# Dataset records:
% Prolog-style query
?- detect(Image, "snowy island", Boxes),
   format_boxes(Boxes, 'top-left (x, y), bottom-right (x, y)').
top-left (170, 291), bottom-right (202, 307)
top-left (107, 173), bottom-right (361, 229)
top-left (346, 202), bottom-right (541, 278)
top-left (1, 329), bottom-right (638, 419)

# Problem details:
Retype each line above with no alterations.

# Exercise result:
% Prolog-style query
?- detect(Image, "snowy island", Boxes),
   format_boxes(Boxes, 'top-left (x, y), bottom-right (x, y)').
top-left (170, 291), bottom-right (202, 307)
top-left (107, 173), bottom-right (361, 229)
top-left (346, 202), bottom-right (541, 278)
top-left (1, 329), bottom-right (638, 419)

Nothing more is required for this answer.